# What you have to do
Your task is to write out exactly the lines from the line containing "In this exercise you will indicate the forearm" through the end of the records, inclusive at both ends.
------ Stored data
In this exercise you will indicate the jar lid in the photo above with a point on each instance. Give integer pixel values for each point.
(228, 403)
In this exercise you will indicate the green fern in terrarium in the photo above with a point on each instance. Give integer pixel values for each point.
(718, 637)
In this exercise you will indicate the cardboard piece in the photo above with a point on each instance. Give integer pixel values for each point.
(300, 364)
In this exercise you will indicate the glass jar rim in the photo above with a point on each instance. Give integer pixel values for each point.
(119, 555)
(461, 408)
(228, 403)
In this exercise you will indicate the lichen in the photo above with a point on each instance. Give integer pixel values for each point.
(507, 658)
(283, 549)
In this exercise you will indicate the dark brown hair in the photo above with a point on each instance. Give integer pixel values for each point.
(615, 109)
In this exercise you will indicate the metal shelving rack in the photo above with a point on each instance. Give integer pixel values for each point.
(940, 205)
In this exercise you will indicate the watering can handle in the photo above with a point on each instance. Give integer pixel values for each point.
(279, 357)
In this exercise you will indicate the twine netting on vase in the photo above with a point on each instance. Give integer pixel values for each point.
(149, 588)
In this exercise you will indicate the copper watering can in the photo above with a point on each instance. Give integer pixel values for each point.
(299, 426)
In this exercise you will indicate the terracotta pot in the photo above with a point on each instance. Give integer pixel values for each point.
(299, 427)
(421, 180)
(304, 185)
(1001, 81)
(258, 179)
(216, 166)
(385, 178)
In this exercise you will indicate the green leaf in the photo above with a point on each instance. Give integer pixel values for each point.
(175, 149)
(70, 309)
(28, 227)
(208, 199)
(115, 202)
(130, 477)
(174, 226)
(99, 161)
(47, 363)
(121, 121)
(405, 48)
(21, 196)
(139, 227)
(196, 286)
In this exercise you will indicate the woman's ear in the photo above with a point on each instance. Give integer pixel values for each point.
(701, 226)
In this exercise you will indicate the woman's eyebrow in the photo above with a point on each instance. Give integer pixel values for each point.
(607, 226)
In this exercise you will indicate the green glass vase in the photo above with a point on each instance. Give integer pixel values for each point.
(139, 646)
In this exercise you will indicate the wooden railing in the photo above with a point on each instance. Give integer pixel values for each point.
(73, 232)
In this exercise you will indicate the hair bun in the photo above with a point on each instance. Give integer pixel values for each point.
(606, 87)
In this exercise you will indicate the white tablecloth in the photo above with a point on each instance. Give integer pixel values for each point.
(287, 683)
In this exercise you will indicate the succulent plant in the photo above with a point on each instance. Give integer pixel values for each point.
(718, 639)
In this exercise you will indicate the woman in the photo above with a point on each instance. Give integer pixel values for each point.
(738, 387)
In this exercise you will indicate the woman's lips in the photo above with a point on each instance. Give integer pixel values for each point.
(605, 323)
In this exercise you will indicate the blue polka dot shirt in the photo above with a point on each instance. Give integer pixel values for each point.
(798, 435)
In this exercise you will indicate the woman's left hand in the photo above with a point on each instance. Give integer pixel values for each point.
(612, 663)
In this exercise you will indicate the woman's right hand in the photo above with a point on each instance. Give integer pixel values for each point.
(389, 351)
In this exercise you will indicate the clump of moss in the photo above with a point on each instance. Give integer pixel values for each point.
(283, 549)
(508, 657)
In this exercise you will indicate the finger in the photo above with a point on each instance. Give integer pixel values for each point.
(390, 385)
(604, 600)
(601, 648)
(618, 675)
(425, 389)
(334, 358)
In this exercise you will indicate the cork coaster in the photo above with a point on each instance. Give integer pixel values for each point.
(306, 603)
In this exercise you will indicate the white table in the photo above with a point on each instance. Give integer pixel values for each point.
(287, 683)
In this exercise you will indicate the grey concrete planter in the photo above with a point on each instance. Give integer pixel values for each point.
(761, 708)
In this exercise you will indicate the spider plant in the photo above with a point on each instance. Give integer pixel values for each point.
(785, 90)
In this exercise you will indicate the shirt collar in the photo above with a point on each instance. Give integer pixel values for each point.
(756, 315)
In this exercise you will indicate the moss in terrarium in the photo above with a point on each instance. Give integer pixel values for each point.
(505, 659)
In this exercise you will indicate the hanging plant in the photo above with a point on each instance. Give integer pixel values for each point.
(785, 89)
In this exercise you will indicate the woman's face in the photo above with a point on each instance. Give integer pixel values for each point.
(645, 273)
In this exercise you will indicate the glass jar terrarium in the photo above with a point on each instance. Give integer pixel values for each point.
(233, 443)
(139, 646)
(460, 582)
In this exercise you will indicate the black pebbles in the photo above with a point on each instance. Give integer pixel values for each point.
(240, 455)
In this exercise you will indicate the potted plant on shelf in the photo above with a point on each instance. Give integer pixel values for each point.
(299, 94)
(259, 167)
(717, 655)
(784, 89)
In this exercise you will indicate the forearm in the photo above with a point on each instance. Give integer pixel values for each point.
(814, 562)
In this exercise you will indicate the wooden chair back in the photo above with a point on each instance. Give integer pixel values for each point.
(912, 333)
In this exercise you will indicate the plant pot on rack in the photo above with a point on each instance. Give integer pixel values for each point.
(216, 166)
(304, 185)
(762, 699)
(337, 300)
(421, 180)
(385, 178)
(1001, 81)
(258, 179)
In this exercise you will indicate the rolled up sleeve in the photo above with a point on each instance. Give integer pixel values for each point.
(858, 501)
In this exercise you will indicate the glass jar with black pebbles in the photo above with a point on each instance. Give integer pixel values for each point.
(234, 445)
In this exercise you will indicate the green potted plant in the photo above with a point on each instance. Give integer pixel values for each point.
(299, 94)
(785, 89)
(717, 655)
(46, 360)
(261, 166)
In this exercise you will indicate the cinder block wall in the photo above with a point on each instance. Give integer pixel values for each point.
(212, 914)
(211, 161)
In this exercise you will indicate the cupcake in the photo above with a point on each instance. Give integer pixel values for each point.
------------
# Response to this task
In this exercise you will indicate the forearm in the photo above with a point on each instance. Give integer pixel values for each point.
(814, 562)
In this exercise you will indicate the wooden chair back in the photo above with a point on each instance. Give integer pixel values for each point.
(912, 333)
In this exercise you will indicate the plant pot on rack in the photo above with a point on each instance. Give integer pixel values for each point.
(216, 166)
(304, 185)
(762, 699)
(337, 300)
(421, 180)
(385, 178)
(1001, 81)
(258, 179)
In this exercise you will indicate the rolled up sleeve in the photo above with a point on each instance. Give integer pixel values for each point.
(858, 501)
In this exercise you will indicate the glass jar with black pebbles in the photo above with a point on each instance. Give integer pixel values for each point.
(234, 445)
In this exercise you will indicate the green potted plant in the photo above with a point on each instance. Give integer pixel values for each point.
(299, 94)
(785, 89)
(717, 655)
(46, 360)
(261, 166)
In this exercise you will indicate the cinder block wall in the photo above with a point on each instance. Give integer pixel values for each point.
(212, 914)
(211, 161)
In this exercise you will indicate the cupcake in the photo above with a point on each instance. Give integer pixel values for each point.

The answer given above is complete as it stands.